WHAT YOU SHOULD DO:
Reproduce all the entries precisely.

====== DATA LINES ======

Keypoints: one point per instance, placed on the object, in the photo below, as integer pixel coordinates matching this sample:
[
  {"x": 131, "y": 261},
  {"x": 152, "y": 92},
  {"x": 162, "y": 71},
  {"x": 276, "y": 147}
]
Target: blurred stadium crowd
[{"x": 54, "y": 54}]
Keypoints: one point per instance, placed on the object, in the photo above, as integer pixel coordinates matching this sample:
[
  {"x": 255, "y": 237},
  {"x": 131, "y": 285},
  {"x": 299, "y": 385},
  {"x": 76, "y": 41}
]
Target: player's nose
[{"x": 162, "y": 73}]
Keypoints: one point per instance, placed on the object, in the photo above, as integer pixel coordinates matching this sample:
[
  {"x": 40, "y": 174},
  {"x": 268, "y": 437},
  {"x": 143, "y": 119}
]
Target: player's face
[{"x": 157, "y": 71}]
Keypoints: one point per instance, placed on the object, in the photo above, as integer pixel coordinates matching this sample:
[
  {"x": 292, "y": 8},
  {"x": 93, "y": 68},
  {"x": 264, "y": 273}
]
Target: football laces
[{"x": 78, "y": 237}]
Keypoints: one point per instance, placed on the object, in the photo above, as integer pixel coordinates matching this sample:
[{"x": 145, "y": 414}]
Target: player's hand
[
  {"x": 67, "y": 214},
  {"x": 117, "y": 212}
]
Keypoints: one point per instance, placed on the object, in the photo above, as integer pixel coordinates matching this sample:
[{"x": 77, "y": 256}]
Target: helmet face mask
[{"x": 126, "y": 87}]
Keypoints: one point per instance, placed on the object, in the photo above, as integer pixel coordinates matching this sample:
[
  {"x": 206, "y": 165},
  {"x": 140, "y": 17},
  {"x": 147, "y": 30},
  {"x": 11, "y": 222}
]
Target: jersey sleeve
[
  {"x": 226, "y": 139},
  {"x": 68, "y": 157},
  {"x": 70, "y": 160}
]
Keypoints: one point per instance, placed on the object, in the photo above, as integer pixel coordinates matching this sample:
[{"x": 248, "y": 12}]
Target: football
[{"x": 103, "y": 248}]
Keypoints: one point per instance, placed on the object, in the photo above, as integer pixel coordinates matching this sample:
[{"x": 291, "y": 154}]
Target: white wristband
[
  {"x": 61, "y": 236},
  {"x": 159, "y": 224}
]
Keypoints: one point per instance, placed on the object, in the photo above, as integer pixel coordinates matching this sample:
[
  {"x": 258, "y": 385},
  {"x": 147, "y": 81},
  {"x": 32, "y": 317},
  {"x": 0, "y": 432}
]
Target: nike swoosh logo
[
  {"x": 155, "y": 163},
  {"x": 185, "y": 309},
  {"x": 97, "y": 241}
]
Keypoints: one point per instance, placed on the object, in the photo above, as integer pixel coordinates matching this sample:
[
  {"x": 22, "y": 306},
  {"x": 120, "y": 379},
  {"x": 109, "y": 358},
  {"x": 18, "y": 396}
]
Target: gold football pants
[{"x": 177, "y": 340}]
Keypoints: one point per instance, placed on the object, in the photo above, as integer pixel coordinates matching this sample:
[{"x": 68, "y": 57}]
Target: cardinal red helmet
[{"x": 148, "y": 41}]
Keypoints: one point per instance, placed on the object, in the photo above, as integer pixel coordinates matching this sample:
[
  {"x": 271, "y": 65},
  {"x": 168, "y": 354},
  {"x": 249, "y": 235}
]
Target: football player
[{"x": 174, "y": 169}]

======

RESULT:
Keypoints: one point per instance, placed on the object, in the photo below, as integer pixel coordinates matching this sample:
[
  {"x": 131, "y": 261},
  {"x": 152, "y": 92},
  {"x": 162, "y": 71},
  {"x": 276, "y": 147}
]
Target: blurred stadium crowd
[{"x": 54, "y": 54}]
Keypoints: one point per instance, placed on the object, in the photo above, as integer pixel coordinates matching this sample:
[
  {"x": 255, "y": 237},
  {"x": 131, "y": 285},
  {"x": 299, "y": 385},
  {"x": 76, "y": 41}
]
Target: player's nose
[{"x": 162, "y": 73}]
Keypoints: one point per instance, placed on the object, in the photo above, as integer pixel coordinates matching this sample:
[
  {"x": 40, "y": 174},
  {"x": 268, "y": 437},
  {"x": 143, "y": 119}
]
Target: player's face
[{"x": 157, "y": 71}]
Keypoints: one point per instance, placed on the object, in the photo above, as integer pixel coordinates matching this sample:
[
  {"x": 292, "y": 8},
  {"x": 93, "y": 68},
  {"x": 264, "y": 273}
]
Target: football laces
[{"x": 78, "y": 237}]
Keypoints: one point per instance, placed on the object, in the photo above, as integer pixel coordinates matching this sample:
[{"x": 145, "y": 414}]
Target: player's hand
[
  {"x": 67, "y": 214},
  {"x": 117, "y": 212}
]
Keypoints: one point per instance, placed on the object, in the photo above, as integer pixel coordinates matching this sample:
[{"x": 77, "y": 256}]
Target: helmet face mask
[{"x": 126, "y": 87}]
Keypoints: one point per instance, placed on the object, in the photo above, as integer pixel coordinates matching this sample:
[
  {"x": 206, "y": 165},
  {"x": 140, "y": 17},
  {"x": 147, "y": 30},
  {"x": 11, "y": 222}
]
Target: jersey sleeve
[
  {"x": 226, "y": 139},
  {"x": 68, "y": 157},
  {"x": 70, "y": 160}
]
Keypoints: one point per instance, placed on the object, in the photo above, as integer pixel coordinates matching this sample:
[{"x": 248, "y": 12}]
Target: football
[{"x": 103, "y": 248}]
Keypoints: one point per instance, placed on the object, in the photo above, as integer pixel coordinates matching this sample:
[{"x": 291, "y": 154}]
Target: white wristband
[
  {"x": 61, "y": 236},
  {"x": 159, "y": 224}
]
Keypoints: one point per instance, placed on the object, in the photo above, as integer pixel coordinates matching this sample:
[
  {"x": 258, "y": 385},
  {"x": 147, "y": 81},
  {"x": 32, "y": 317},
  {"x": 0, "y": 432}
]
Target: nike swoosh logo
[
  {"x": 155, "y": 163},
  {"x": 185, "y": 309},
  {"x": 97, "y": 241}
]
Keypoints: one point per instance, placed on the object, in the photo above, as integer pixel coordinates matching this sample:
[
  {"x": 22, "y": 306},
  {"x": 120, "y": 379},
  {"x": 109, "y": 358},
  {"x": 18, "y": 396}
]
Target: gold football pants
[{"x": 177, "y": 340}]
Keypoints: one point per instance, placed on the object, in the photo above, as integer pixel coordinates matching this sample:
[{"x": 68, "y": 57}]
Target: cardinal red helmet
[{"x": 148, "y": 41}]
Keypoints: one point per instance, placed on the object, in the photo above, as integer pixel coordinates matching this sample:
[
  {"x": 271, "y": 65},
  {"x": 168, "y": 354},
  {"x": 249, "y": 235}
]
Target: football player
[{"x": 174, "y": 169}]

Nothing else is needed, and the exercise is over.